The response must consist of the lines below from the one with "the bowl of" through the one with "Target: wood grain", exactly as they appear and with both ends kept.

--- The input Enclosed Below ---

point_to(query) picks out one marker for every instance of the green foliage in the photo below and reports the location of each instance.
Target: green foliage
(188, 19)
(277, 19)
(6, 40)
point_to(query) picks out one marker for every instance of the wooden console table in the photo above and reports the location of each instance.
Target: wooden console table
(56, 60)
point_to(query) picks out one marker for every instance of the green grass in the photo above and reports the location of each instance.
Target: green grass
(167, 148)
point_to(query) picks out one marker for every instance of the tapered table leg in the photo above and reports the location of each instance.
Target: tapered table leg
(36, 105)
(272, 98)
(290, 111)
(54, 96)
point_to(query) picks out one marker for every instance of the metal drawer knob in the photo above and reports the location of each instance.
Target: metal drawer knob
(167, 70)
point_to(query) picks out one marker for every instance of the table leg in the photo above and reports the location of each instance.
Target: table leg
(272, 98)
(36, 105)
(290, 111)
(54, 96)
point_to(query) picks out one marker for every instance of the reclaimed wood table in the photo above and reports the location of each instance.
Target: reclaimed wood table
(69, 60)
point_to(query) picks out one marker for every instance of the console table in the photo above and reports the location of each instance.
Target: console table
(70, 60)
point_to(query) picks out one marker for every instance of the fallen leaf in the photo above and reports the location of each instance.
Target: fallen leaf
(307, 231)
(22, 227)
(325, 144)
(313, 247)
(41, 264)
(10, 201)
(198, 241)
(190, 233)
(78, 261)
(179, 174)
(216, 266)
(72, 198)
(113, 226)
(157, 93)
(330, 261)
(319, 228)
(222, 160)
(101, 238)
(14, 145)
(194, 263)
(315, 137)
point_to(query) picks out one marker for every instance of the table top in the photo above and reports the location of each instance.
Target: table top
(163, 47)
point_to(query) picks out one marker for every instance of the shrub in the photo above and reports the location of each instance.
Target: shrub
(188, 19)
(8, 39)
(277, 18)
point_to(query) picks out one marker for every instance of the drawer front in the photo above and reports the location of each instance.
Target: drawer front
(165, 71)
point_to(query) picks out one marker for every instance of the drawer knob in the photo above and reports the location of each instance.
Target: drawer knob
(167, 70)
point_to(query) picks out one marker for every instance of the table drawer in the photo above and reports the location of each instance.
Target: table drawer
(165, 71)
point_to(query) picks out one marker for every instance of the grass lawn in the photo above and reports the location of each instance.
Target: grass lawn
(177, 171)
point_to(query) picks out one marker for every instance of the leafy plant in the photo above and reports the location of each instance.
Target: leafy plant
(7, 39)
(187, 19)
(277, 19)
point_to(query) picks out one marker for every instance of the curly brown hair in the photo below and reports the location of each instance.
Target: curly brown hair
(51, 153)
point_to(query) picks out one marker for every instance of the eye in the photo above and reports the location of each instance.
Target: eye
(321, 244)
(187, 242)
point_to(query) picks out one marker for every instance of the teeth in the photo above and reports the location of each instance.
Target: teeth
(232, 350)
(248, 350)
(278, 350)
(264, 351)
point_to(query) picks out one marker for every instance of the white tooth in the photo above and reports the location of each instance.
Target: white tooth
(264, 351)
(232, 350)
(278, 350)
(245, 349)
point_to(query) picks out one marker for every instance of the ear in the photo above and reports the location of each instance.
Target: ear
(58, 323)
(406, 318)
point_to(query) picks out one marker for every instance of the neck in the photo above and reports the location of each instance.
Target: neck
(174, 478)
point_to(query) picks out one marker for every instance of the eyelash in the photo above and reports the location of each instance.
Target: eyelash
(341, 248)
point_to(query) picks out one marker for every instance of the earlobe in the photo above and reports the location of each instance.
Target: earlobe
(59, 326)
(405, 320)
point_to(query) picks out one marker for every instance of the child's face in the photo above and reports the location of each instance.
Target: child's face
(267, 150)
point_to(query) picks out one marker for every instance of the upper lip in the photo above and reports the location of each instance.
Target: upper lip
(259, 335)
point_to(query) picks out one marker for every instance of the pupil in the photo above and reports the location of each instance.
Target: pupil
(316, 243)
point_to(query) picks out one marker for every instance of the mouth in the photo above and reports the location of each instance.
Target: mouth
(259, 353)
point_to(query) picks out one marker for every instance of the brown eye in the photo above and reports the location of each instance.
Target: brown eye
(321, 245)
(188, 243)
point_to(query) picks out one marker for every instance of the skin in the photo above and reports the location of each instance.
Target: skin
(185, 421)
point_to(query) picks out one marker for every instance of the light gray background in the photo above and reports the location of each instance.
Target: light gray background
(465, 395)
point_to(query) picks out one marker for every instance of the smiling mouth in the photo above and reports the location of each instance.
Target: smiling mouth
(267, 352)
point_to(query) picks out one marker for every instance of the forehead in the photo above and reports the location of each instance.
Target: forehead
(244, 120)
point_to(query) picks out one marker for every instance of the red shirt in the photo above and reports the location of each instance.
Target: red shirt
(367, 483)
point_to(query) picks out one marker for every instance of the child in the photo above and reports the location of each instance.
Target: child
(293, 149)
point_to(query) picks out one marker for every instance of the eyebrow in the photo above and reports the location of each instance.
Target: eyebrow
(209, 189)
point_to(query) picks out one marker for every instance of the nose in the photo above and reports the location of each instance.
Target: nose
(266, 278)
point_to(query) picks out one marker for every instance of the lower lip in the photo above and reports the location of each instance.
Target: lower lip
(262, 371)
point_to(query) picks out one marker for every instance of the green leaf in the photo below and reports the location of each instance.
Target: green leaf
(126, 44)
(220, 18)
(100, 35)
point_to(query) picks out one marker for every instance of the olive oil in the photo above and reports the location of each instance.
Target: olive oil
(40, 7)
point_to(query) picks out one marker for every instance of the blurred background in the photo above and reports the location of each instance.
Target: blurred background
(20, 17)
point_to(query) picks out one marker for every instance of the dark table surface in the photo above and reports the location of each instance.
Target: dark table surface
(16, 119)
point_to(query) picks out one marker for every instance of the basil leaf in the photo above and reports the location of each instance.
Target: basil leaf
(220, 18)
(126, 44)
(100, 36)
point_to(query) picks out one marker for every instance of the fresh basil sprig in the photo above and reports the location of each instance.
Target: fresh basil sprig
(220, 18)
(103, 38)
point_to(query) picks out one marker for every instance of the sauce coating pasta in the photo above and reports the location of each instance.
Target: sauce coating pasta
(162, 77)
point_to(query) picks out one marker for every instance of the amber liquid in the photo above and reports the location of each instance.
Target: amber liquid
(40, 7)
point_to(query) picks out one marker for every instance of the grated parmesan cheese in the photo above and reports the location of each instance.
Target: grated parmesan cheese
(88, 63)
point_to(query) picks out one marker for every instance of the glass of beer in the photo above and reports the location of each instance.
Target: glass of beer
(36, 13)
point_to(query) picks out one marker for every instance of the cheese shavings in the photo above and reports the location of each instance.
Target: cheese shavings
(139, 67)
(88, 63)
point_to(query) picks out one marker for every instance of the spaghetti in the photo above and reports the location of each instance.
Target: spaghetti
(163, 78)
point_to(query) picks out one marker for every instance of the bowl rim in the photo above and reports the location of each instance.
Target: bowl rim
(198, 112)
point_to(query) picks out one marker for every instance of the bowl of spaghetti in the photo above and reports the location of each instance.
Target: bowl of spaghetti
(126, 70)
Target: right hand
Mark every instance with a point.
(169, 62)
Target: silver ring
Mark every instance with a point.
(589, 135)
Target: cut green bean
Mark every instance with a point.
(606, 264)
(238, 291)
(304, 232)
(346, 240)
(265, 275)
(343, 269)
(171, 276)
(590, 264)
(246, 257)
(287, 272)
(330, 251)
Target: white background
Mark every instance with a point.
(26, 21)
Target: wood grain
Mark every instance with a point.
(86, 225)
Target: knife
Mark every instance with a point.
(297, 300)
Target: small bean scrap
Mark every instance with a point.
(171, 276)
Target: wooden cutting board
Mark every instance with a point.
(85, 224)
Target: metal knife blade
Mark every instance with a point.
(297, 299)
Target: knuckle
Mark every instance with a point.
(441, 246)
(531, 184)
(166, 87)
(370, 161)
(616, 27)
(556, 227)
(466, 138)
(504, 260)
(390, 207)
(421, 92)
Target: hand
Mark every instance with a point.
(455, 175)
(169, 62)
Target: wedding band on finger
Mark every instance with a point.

--- End of Enclosed The input ---

--- Reply ---
point_to(query) picks out one marker for every instance of the bowl of spaghetti in the photo above and reports the location of each instance.
Target: bowl of spaghetti
(126, 70)
Target: right hand
Mark every instance with a point.
(169, 62)
Target: silver ring
Mark every instance with a point.
(589, 135)
Target: cut green bean
Mark every instance with a point.
(606, 264)
(238, 291)
(304, 232)
(346, 240)
(265, 275)
(343, 269)
(171, 276)
(590, 264)
(246, 257)
(287, 272)
(330, 251)
Target: white background
Mark every instance with a point.
(26, 21)
Target: wood grain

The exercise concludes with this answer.